*Instructions for the task*
Return the following entries exactly, word for word.

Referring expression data
---

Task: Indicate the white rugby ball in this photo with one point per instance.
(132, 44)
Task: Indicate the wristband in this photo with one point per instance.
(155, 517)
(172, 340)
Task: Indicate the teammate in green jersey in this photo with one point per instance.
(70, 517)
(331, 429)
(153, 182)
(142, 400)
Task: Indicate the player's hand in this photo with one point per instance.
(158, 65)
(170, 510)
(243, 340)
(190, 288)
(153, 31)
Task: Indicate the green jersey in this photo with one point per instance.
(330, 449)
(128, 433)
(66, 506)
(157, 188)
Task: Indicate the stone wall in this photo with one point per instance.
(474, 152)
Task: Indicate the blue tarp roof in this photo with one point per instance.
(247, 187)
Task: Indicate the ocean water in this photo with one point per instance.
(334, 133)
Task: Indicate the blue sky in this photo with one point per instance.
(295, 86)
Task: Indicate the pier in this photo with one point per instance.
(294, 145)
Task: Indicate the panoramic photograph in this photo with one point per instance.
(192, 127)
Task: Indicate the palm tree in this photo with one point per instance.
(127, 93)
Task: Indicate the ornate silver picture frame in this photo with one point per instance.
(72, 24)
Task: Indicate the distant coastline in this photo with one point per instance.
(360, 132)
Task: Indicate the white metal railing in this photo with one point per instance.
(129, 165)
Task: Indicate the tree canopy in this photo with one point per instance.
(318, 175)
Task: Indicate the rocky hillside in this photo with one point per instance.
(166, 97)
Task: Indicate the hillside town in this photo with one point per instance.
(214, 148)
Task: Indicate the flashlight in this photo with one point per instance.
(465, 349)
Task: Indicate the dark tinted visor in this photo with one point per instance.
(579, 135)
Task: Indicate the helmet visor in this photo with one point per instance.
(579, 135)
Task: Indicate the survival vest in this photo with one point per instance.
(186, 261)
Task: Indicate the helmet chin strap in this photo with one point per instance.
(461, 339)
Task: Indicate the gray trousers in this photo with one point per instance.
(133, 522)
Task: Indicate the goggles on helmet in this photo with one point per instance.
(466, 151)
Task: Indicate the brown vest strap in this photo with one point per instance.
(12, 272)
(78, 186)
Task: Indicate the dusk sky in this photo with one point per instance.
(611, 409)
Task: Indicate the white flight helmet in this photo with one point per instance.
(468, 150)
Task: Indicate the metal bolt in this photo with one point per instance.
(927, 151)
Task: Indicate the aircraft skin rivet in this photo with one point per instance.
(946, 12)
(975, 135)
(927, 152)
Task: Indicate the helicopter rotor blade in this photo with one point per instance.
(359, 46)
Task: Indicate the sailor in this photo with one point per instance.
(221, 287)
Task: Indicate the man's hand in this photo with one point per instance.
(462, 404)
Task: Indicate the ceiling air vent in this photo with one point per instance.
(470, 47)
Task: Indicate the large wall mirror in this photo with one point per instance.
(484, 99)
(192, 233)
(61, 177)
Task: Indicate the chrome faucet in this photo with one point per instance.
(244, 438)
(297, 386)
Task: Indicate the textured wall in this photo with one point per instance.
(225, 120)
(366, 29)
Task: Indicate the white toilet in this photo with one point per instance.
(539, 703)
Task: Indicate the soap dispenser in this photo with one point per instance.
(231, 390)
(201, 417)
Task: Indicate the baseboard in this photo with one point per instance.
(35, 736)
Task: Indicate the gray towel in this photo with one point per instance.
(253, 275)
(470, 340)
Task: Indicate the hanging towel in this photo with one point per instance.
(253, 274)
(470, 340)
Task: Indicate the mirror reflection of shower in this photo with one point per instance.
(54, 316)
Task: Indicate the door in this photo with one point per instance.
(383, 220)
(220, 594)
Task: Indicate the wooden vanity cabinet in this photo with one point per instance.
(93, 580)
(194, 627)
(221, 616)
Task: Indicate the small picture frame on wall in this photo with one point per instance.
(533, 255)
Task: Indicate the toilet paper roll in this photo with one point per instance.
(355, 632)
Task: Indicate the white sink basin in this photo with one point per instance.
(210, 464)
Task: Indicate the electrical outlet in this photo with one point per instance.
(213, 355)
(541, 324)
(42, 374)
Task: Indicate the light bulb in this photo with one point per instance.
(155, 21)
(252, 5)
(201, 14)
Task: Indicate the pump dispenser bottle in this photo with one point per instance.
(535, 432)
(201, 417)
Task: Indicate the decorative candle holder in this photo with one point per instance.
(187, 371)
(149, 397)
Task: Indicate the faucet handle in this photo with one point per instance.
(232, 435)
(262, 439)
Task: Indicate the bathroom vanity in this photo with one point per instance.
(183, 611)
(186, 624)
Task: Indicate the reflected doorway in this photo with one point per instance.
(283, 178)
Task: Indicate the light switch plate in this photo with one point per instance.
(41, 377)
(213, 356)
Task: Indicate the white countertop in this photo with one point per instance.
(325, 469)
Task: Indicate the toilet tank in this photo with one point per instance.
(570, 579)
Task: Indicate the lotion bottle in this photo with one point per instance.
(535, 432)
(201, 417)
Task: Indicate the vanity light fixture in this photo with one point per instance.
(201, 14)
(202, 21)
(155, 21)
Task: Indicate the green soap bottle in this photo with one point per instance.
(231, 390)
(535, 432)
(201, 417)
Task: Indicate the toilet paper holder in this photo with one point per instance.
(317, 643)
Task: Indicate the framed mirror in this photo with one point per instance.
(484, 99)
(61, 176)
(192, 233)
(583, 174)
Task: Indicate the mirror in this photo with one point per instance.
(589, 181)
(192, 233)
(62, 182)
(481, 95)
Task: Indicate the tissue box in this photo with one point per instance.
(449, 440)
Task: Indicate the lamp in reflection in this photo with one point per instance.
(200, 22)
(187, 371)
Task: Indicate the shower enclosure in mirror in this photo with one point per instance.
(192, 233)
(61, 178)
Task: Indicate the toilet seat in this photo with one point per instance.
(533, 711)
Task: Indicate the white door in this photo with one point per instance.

---

*Output for this exercise*
Task: Indicate the white rugby ball in this photo with one point per instance.
(132, 44)
Task: Indicate the wristband in this photo with one point per instance.
(155, 517)
(172, 340)
Task: Indicate the teammate in green jersey in this photo with one point per instance.
(70, 517)
(331, 429)
(153, 182)
(142, 400)
Task: Indicate the player's hand in this photo with one point per instance.
(158, 65)
(170, 510)
(243, 340)
(190, 288)
(153, 31)
Task: Indicate the green jersey in this photo with one point per instance.
(330, 449)
(128, 433)
(66, 506)
(157, 188)
Task: Indicate the stone wall in this photo with one point per instance.
(474, 152)
Task: Indicate the blue tarp roof in this photo with one point per instance.
(247, 187)
Task: Indicate the ocean water in this photo with one point per instance.
(334, 133)
Task: Indicate the blue sky in this photo with one point per instance.
(295, 86)
Task: Indicate the pier in this photo with one point per instance.
(294, 145)
Task: Indicate the panoramic photograph in this photo with one point per instance.
(192, 127)
Task: Indicate the palm tree in this photo with one point per instance.
(127, 93)
Task: Indicate the ornate silver picture frame in this photo with one point per instance.
(72, 24)
Task: Indicate the distant coastline in this photo with one point per instance.
(360, 132)
Task: Indicate the white metal railing in this photo with one point per instance.
(129, 165)
Task: Indicate the tree canopy in this photo with one point per instance.
(318, 175)
Task: Indicate the rocky hillside in this photo with one point per instance.
(166, 97)
Task: Indicate the hillside town in this photo with one point per instance.
(214, 148)
Task: Indicate the flashlight in this photo with one point per instance.
(465, 349)
Task: Indicate the dark tinted visor in this photo with one point per instance.
(579, 135)
Task: Indicate the helmet visor in this photo with one point per instance.
(579, 135)
Task: Indicate the survival vest in this photo with one point per instance.
(186, 261)
Task: Indicate the helmet chin strap in this photo with one point per instance.
(461, 339)
Task: Indicate the gray trousers in this photo with one point per instance.
(133, 522)
Task: Indicate the goggles on helmet in this photo with one point per instance.
(466, 151)
Task: Indicate the brown vest strap in this photo with one point per instance.
(12, 272)
(78, 186)
Task: Indicate the dusk sky in this photo with one point per instance.
(611, 409)
Task: Indicate the white flight helmet in this photo with one point per instance.
(468, 150)
Task: Indicate the metal bolt in this photo with one point per instance.
(927, 151)
Task: Indicate the aircraft skin rivet in this photo with one point per instance.
(946, 12)
(975, 135)
(927, 152)
Task: Indicate the helicopter rotor blade in this photo with one point per instance.
(359, 46)
Task: Indicate the sailor in this photo with one point per instance.
(221, 287)
Task: Indicate the man's hand in this photo with one point per instance.
(462, 404)
Task: Indicate the ceiling air vent in this photo with one point per instance.
(470, 47)
Task: Indicate the large wall mirror in this photo with one point per instance.
(484, 99)
(192, 233)
(61, 177)
Task: Indicate the chrome faucet in this photo with one point per instance.
(244, 438)
(297, 386)
Task: Indicate the textured wall in this photo with one point per instance.
(225, 120)
(366, 29)
Task: Indicate the white toilet in this photo with one point per instance.
(539, 703)
Task: Indicate the soap dispenser in this photo with one point per instance.
(231, 390)
(201, 417)
Task: Indicate the baseboard in this photo with one point per instance.
(35, 736)
Task: Indicate the gray towel in this photo with one point per instance.
(253, 275)
(470, 340)
Task: Indicate the hanging towel in this photo with one point per instance.
(253, 274)
(470, 340)
Task: Indicate the mirror reflection of shower in this photo with one point per instance.
(54, 316)
Task: Indicate the door in this photo with one point per instance.
(383, 220)
(220, 594)
Task: Indicate the wooden vanity cabinet in this photo with one point per instance.
(93, 580)
(194, 627)
(221, 616)
Task: Indicate the small picture frame on wall in this photo with one point per instance.
(533, 255)
Task: Indicate the toilet paper roll in this photo with one point per instance.
(355, 632)
Task: Indicate the white sink basin in this photo with one point per instance.
(210, 464)
Task: Indicate the electrical outlet in this photo with one point per instance.
(213, 355)
(541, 324)
(42, 374)
Task: Indicate the light bulb in this photo with one point per instance.
(155, 21)
(252, 5)
(201, 14)
Task: Indicate the pump dispenser bottle in this photo with one point per instance.
(535, 432)
(201, 417)
Task: Indicate the decorative candle holder in this photo with one point per instance.
(187, 371)
(149, 397)
Task: Indicate the faucet handle in this photo with one point per instance.
(232, 435)
(262, 439)
Task: Indicate the bathroom vanity in this photo with one point per instance.
(183, 611)
(186, 624)
Task: Indicate the reflected doorway in this photo with one point per instance.
(283, 178)
Task: Indicate the light switch plate in this photo with one point per instance.
(41, 377)
(213, 356)
Task: Indicate the white countertop in this photo with one point per instance.
(325, 469)
Task: Indicate the toilet tank in this photo with one point per instance.
(570, 579)
Task: Indicate the lotion bottle in this photo with one point per instance.
(535, 432)
(201, 417)
Task: Indicate the vanity light fixture in this photo with one point per instance.
(201, 14)
(202, 21)
(155, 21)
Task: Indicate the green soap bottle in this photo with one point per instance.
(231, 390)
(535, 432)
(201, 417)
Task: Indicate the toilet paper holder in this photo with one point per instance.
(317, 643)
Task: Indicate the framed mirror in this photo with one point per instance.
(484, 99)
(61, 176)
(192, 233)
(583, 174)
Task: Indicate the mirror in this photo with one point per instance.
(589, 181)
(192, 233)
(62, 182)
(481, 95)
Task: Indicate the tissue box in this photo with one point per instance.
(449, 440)
Task: Indicate the lamp in reflection in this photo with one point per instance.
(200, 22)
(187, 371)
Task: Indicate the shower enclosure in mirror in this photo with one point per instance.
(192, 233)
(61, 178)
Task: Indicate the toilet seat in this photo with one point per instance.
(533, 711)
Task: Indicate the white door in this photo with one point per instance.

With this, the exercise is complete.